* Exercise passage:
______
Over the last decade or more, the Conservation Commission has done a significant amount of work with our partners to maintain and improve water quality in Idaho.
TMDL Implementation Plans
The Conservation Commission plays a lead role in developing TMDL (Total Maximum Daily Load) Implementation Plans to reduce sediment, nutrients, bacteria and other pollutant runoff from agricultural and grazing activities adjacent to streams, lakes or rivers that are on the state 303(d) list of degraded waters.
There are more than 900 water bodies on the 303(d) list in Idaho related to agricultural sediment issues, representing 4,933 miles of streams statewide and American Falls Reservoir on the Snake River.
Commission staff determines the appropriate best management practices (BMPs) to reduce agricultural sediment runoff and local conservation districts work with landowners to install those BMPs over time.
______
* Source material:
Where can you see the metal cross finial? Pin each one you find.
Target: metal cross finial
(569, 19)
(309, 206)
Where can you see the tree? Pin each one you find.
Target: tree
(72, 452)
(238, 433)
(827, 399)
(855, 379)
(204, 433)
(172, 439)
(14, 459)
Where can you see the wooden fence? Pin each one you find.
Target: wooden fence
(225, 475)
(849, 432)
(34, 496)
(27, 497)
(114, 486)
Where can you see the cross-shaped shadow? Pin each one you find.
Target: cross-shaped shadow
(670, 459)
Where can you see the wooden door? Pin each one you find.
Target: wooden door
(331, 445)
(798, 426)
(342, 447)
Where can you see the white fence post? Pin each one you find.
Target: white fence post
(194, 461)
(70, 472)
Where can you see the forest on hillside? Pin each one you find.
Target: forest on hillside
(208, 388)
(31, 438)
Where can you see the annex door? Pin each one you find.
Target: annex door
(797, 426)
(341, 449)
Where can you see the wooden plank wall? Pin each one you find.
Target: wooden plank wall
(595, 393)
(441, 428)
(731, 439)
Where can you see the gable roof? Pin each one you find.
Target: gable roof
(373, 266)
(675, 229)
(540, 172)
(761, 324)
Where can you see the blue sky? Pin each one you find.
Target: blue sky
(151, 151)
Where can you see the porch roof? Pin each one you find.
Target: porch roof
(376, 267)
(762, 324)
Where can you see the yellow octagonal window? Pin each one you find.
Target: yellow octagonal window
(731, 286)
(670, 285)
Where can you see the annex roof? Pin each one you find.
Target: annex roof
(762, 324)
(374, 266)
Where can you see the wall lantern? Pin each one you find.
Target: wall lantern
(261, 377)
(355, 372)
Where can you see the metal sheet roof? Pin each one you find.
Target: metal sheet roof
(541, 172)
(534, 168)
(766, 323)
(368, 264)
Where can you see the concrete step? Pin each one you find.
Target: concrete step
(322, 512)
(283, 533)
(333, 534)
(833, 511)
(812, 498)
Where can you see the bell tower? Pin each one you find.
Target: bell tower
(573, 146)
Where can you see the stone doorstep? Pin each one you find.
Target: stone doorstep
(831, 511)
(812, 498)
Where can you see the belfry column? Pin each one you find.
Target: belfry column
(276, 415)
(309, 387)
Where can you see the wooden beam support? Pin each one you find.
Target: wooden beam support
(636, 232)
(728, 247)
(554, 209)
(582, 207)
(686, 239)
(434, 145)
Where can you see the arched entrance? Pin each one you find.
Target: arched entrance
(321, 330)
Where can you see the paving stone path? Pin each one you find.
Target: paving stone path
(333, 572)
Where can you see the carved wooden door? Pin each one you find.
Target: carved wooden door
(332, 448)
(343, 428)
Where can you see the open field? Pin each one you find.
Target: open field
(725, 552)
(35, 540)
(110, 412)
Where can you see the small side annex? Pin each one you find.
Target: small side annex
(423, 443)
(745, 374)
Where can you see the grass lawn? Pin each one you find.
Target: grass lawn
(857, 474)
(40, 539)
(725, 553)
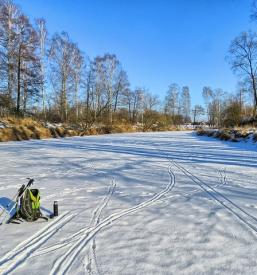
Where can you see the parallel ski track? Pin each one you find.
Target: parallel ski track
(246, 218)
(95, 217)
(62, 264)
(21, 252)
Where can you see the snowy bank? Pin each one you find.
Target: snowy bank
(234, 135)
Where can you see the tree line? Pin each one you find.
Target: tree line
(51, 78)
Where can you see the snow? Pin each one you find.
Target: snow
(141, 203)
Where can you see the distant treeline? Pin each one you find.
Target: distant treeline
(50, 78)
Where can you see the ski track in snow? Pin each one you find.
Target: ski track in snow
(62, 265)
(244, 217)
(20, 253)
(216, 180)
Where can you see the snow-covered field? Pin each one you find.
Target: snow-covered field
(145, 203)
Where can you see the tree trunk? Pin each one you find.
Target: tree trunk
(19, 82)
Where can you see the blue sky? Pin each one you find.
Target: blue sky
(158, 42)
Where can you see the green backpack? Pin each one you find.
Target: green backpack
(30, 205)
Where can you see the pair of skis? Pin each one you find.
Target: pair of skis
(16, 198)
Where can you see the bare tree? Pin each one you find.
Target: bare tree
______
Copy out the passage above about the Conservation Commission's water quality work in Idaho, word for word.

* The answer:
Over the last decade or more, the Conservation Commission has done a significant amount of work with our partners to maintain and improve water quality in Idaho.
TMDL Implementation Plans
The Conservation Commission plays a lead role in developing TMDL (Total Maximum Daily Load) Implementation Plans to reduce sediment, nutrients, bacteria and other pollutant runoff from agricultural and grazing activities adjacent to streams, lakes or rivers that are on the state 303(d) list of degraded waters.
There are more than 900 water bodies on the 303(d) list in Idaho related to agricultural sediment issues, representing 4,933 miles of streams statewide and American Falls Reservoir on the Snake River.
Commission staff determines the appropriate best management practices (BMPs) to reduce agricultural sediment runoff and local conservation districts work with landowners to install those BMPs over time.